## Passage to read:
■ ■ ■ ■ ■

Who thought a massive great spoiler was a good idea? It looks like one of those push along things for kiddies you see in places like Lakeside and Meadowhall, its ridiculous


----------



## jay_bmw (Jan 28, 2010)

A guy at work swapped his 535D for a gt-86 about 3 weeks ago, he was back in the BMW showroom @ the weekend looking to trade it in! Said it was gutless. Reading the reviews made it sound like they were ideally suited to the low power engine, just not for him he said.

Also, this one with the wing reminds me of the Gen 7 celica GT.


----------



## alan hanson (May 21, 2008)

Crossed the line with design in terms of yeah that looks cool but more wow look at that stupidly big spoiler why!

As said ober 200bhp should be a minimum these days for hot hatches etc....... so much more out there for you rmoney find it hard to see why you would choose one tbh


----------



## Clancy (Jul 21, 2013)

People don't see the idea behind this car saying it's gutless 

It's specifically designed to be tuned, there are masses of tuning packages available that bolt straight on, you can get substantial power for minimal money out of these 

Look at the price of bolt on turbo or super charger kits for these, massively cheaper than any other car as it was designed for this in mind

On its own, no not particularly quick. But small investment in tuning you can have a very quick, great looking car for relatively little money 

I like it


----------



## Mike! (Jul 3, 2010)

This is a Jap car, if you want more power the options are endless, and it's only been out a few years!

I'm pretty sure there are plenty of these about now with plenty of punch to go with the looks.

I think they're cracking looking cars, and love the look of the Aero kit.


----------



## Captain Duff (Sep 27, 2013)

alan hanson said:


> Crossed the line with design in terms of yeah that looks cool but more wow look at that stupidly big spoiler why!
> 
> As said ober 200bhp should be a minimum these days for hot hatches etc....... so much more out there for you rmoney find it hard to see why you would choose one tbh


Because a) it isn't a hot hatch; and b) but if you can show me where else you can get a RWD 'hot hatch' with similar handling, that's tail happy and great for drifting and track use and for £24k list then I would be very interested :thumb:


----------



## Kerr (Mar 27, 2012)

Ignoring the 0-60mph time, it's no slower than other 200bhp cars. It goes like it should. 

I wouldn't buy a new car with the aim to tune it. Most people usually only go as far as a remap. The thought of supercharging or turbocharging is too much and will be a rare addition. 

I can't see many people paying the hefty top up for the styling on that car. I just don't get why they'd do that.


----------



## millns84 (Jul 5, 2009)

Kerr said:


> I wouldn't buy a new car with the aim to tune it. Most people usually only go as far as a remap. The thought of supercharging or turbocharging is too much and will be a rare addition.
> 
> I can't see many people paying the hefty top up for the styling on that car. I just don't get why they'd do that.


I agree, it makes no sense to invalidate the warranty unless you were to wait for the warranty to expire. But who'd do that when you could get a top spec 370z for around the same money as a tuned GT86?

■ ■ ■ ■ ■

## Work instructions:
- A) In the forum thread, what list price does Captain Duff give for the car?
- B) Decide whether each statement agrees with the forum thread. Give yes or no for each, with the exact words from the thread that settle it.
(i) jay_bmw's coworker called the car gutless.
(ii) Kerr says most people go as far as supercharging.
(iii) Mike! dislikes the look of the Aero kit.
- C) List every username that appears as a post header in the forum thread.
Use only the forum thread to answer.

## Dataset excerpt:

■ ■ ■ ■ ■

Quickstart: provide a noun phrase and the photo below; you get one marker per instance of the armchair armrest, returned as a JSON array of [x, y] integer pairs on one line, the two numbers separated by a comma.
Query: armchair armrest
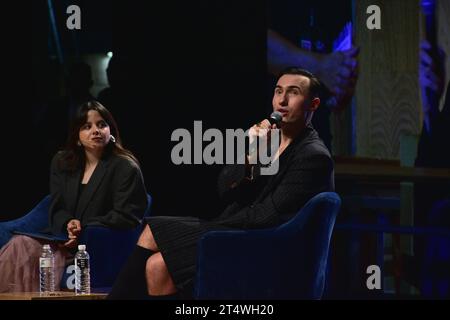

■ ■ ■ ■ ■

## Answers to the problems:
- A) £24k.

- B)
(i) Yes: "Said it was gutless."
(ii) No: "Most people usually only go as far as a remap."
(iii) No: "love the look of the Aero kit."

- C) jay_bmw, alan hanson, Clancy, Mike!, Captain Duff, Kerr, millns84